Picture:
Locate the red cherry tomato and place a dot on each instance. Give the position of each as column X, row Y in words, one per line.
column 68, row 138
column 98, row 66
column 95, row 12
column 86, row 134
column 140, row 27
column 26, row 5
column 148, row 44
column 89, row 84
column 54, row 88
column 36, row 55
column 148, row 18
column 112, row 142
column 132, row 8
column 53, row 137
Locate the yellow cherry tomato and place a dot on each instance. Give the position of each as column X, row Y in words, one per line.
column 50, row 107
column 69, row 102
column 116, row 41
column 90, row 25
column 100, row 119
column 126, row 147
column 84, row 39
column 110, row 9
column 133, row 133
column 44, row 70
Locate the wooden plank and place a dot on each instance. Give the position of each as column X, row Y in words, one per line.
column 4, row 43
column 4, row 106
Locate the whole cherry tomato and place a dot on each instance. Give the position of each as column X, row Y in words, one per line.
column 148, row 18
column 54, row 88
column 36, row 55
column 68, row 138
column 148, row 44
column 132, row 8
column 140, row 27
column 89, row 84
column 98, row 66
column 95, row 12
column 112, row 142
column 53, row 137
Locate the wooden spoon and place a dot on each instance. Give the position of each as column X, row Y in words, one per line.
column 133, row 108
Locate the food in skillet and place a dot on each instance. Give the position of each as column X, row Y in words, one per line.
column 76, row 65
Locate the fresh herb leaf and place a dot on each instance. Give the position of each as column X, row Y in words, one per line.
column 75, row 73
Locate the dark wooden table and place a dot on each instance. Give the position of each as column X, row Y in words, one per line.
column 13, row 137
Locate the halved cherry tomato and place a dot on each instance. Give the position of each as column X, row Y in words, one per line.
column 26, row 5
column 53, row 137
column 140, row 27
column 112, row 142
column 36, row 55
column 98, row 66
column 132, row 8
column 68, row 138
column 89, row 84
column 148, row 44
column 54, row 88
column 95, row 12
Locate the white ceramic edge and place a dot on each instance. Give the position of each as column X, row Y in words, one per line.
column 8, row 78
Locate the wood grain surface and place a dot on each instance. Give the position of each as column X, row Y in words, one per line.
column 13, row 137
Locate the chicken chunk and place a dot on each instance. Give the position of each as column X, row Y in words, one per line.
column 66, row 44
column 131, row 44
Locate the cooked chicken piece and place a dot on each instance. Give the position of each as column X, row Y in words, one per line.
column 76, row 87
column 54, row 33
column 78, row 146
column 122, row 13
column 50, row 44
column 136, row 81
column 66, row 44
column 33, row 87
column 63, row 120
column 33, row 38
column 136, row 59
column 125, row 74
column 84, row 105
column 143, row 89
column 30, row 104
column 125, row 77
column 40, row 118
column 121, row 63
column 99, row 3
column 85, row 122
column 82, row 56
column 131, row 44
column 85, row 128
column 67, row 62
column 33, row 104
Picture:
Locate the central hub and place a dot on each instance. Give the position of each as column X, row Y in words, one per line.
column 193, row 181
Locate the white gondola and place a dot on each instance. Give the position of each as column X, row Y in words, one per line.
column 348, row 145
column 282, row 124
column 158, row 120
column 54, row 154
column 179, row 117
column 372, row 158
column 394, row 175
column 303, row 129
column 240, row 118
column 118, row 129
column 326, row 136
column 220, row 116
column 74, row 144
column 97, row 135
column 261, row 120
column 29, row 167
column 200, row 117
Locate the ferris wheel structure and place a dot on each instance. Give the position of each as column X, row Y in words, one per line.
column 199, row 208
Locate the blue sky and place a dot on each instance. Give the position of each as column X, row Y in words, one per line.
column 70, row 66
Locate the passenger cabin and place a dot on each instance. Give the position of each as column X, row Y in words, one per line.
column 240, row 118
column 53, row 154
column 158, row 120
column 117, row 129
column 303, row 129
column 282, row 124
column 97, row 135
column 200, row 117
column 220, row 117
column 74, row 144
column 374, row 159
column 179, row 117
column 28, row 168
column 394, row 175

-------------------------

• _What this task involves_
Each of the entries above is to be repeated exactly.

• _Your response_
Picture:
Locate the red cherry tomato and place a dot on each instance. Give the position of each as column X, row Y in words, one per line.
column 68, row 138
column 98, row 66
column 95, row 12
column 86, row 134
column 140, row 27
column 26, row 5
column 148, row 44
column 89, row 84
column 54, row 88
column 36, row 55
column 148, row 18
column 112, row 142
column 132, row 8
column 53, row 137
Locate the yellow cherry tomato and place a dot on each instance. Give the position of each as column X, row Y in words, one per line.
column 50, row 107
column 69, row 102
column 116, row 41
column 90, row 25
column 100, row 119
column 126, row 147
column 84, row 39
column 110, row 9
column 133, row 133
column 44, row 70
Locate the wooden plank and place a dot on each instance. Give the position of each as column X, row Y in words, one per line.
column 4, row 43
column 4, row 106
Locate the whole cherry tomato and place a dot on each instance. Give the position of each as column X, row Y in words, one per line.
column 148, row 18
column 54, row 88
column 36, row 55
column 68, row 138
column 148, row 44
column 132, row 8
column 140, row 27
column 89, row 84
column 98, row 66
column 95, row 12
column 112, row 142
column 53, row 137
Locate the wooden spoon and place a dot on each instance. Give the position of each as column X, row Y in words, one per line.
column 133, row 108
Locate the food in skillet and place a dot on each instance. Give the position of each as column X, row Y in words, one per line.
column 76, row 65
Locate the fresh herb leaf and place a dot on each instance. Give the position of each as column X, row Y in words, one per line.
column 75, row 73
Locate the dark wooden table and place a dot on each instance. Give the position of each as column X, row Y in words, one per line.
column 13, row 137
Locate the halved cherry tomato and place a dot on each instance. Give the position of each as column X, row Y in words, one per line.
column 26, row 5
column 53, row 137
column 140, row 27
column 112, row 142
column 36, row 55
column 98, row 66
column 132, row 8
column 68, row 138
column 89, row 84
column 148, row 44
column 54, row 88
column 95, row 12
Locate the white ceramic edge and place a dot on each instance. Give the position of each as column X, row Y in words, one per line.
column 8, row 78
Locate the wood grain surface and place a dot on each instance. Give the position of each as column X, row Y in words, one per line.
column 13, row 137
Locate the chicken chunk and place a dot on each instance. Give the position of each as column X, row Y in words, one per line.
column 66, row 44
column 131, row 44
Locate the cooked chicken piece and place a dot on each instance. Give the position of each as column X, row Y in words, one per line.
column 76, row 87
column 54, row 33
column 78, row 146
column 122, row 13
column 50, row 44
column 136, row 81
column 66, row 44
column 33, row 87
column 63, row 120
column 33, row 38
column 136, row 59
column 125, row 74
column 84, row 105
column 143, row 89
column 30, row 104
column 125, row 77
column 40, row 118
column 121, row 63
column 99, row 3
column 85, row 122
column 82, row 56
column 131, row 44
column 85, row 128
column 67, row 62
column 33, row 104
Picture:
Locate the central hub and place a dot on each instance. Give the position of each as column X, row Y in words, one per line.
column 193, row 181
Locate the white gondola and place a dot on each instance. Give the position of each as column X, row Y in words, one per line.
column 348, row 145
column 282, row 124
column 158, row 120
column 54, row 154
column 179, row 117
column 372, row 158
column 394, row 175
column 303, row 129
column 240, row 118
column 118, row 129
column 326, row 136
column 220, row 116
column 74, row 144
column 97, row 135
column 261, row 120
column 29, row 167
column 200, row 117
Locate the ferris wheel structure and place a dot on each instance. Give the position of each as column X, row Y in words, one per line.
column 199, row 208
Locate the blue sky and place a dot on each instance. Give the position of each as column X, row Y in words, one per line.
column 70, row 66
Locate the passenger cabin and place a dot on each instance. Give the position of each as column X, row Y in words, one per line.
column 240, row 118
column 53, row 154
column 158, row 120
column 117, row 129
column 303, row 129
column 282, row 124
column 97, row 135
column 200, row 117
column 220, row 117
column 74, row 144
column 374, row 159
column 179, row 117
column 28, row 168
column 394, row 175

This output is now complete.